▶ [Record excerpts]:
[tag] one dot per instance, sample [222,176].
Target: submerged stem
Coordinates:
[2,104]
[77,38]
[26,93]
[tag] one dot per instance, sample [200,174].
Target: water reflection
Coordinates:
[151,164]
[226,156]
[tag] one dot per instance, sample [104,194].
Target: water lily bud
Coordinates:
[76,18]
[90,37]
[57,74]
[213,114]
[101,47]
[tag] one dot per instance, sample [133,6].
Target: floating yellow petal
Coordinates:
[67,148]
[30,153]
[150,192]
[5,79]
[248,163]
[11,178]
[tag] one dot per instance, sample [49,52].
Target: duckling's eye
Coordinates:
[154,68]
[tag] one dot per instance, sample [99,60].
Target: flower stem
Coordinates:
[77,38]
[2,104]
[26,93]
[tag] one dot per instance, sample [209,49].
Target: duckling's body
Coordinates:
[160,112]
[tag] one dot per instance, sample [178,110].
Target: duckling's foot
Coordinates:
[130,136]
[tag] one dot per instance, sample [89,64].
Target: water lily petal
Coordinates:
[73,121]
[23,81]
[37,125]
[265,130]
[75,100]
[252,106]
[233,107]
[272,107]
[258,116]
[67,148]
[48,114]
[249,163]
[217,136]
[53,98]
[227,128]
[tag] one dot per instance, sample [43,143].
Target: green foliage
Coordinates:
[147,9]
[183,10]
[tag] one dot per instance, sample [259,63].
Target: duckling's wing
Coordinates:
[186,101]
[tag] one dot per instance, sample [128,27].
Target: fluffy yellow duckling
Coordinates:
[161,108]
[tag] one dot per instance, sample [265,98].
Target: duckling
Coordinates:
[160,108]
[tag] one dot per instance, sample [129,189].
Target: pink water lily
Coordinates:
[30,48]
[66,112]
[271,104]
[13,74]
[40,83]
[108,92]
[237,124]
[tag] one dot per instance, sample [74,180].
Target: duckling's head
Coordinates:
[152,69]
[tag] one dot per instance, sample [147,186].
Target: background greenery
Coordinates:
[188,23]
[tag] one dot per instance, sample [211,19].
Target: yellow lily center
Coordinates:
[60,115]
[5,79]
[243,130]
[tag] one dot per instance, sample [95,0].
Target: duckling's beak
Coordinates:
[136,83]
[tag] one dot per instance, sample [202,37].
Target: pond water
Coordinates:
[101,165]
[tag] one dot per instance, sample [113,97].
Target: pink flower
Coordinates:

▶ [Do this]: Convert all the lines above into a numbered list, dropping any blank lines.

▶ [Exercise solution]:
1. [tag] one dot per instance, sample [222,176].
2. Target: submerged stem
3. Coordinates:
4. [2,104]
5. [77,38]
6. [26,93]
7. [tag] one dot per instance, sample [200,174].
8. Target: water reflection
9. Coordinates:
10. [151,164]
11. [226,156]
12. [tag] one dot per instance, sample [104,194].
13. Target: water lily bud
14. Coordinates:
15. [76,18]
16. [90,37]
17. [57,74]
18. [213,114]
19. [101,47]
20. [tag] one dot per instance, sample [133,6].
21. Target: floating yellow petal
22. Coordinates:
23. [67,148]
24. [30,153]
25. [150,192]
26. [5,79]
27. [248,163]
28. [11,178]
29. [tag] one dot per instance, sample [49,52].
30. Target: duckling's eye
31. Coordinates:
32. [154,68]
33. [tag] one dot per instance, sample [99,60].
34. Target: flower stem
35. Coordinates:
36. [77,38]
37. [2,104]
38. [26,93]
39. [tag] one dot per instance, sample [209,49].
40. Target: duckling's body
41. Coordinates:
42. [160,112]
43. [tag] one dot per instance, sample [178,110].
44. Target: duckling's foot
45. Coordinates:
46. [130,136]
47. [tag] one dot per instance, sample [89,64].
48. Target: water lily petal
49. Coordinates:
50. [73,121]
51. [23,81]
52. [37,125]
53. [265,130]
54. [75,100]
55. [252,106]
56. [233,107]
57. [272,107]
58. [258,116]
59. [67,148]
60. [48,114]
61. [249,163]
62. [217,136]
63. [53,98]
64. [227,128]
65. [tag] one dot per instance, sample [43,143].
66. Target: green foliage
67. Coordinates:
68. [147,9]
69. [183,10]
70. [tag] one dot per instance, sample [259,63].
71. Target: duckling's wing
72. Coordinates:
73. [186,101]
74. [tag] one dot per instance, sample [128,27].
75. Target: fluffy yellow duckling
76. Coordinates:
77. [161,108]
78. [tag] one dot per instance, sample [265,98].
79. Target: duckling
80. Coordinates:
81. [160,108]
82. [tag] one dot per instance, sample [129,189].
83. Target: pink water lily
84. Coordinates:
85. [30,48]
86. [66,112]
87. [271,104]
88. [13,74]
89. [40,83]
90. [108,92]
91. [237,124]
92. [tag] one dot per instance, sample [74,180].
93. Target: duckling's head
94. Coordinates:
95. [152,69]
96. [tag] one dot per instance, sample [147,186].
97. Target: background greenery
98. Coordinates:
99. [188,23]
100. [tag] one dot per instance, sample [211,19].
101. Target: yellow lily center
102. Coordinates:
103. [60,115]
104. [5,79]
105. [243,130]
106. [tag] one dot per instance, sample [95,0].
107. Target: duckling's beak
108. Coordinates:
109. [136,83]
110. [tag] one dot per instance, sample [202,37].
111. Target: pond water
112. Coordinates:
113. [101,165]
114. [tag] one dot per instance, sample [113,97].
115. Target: pink flower
116. Coordinates:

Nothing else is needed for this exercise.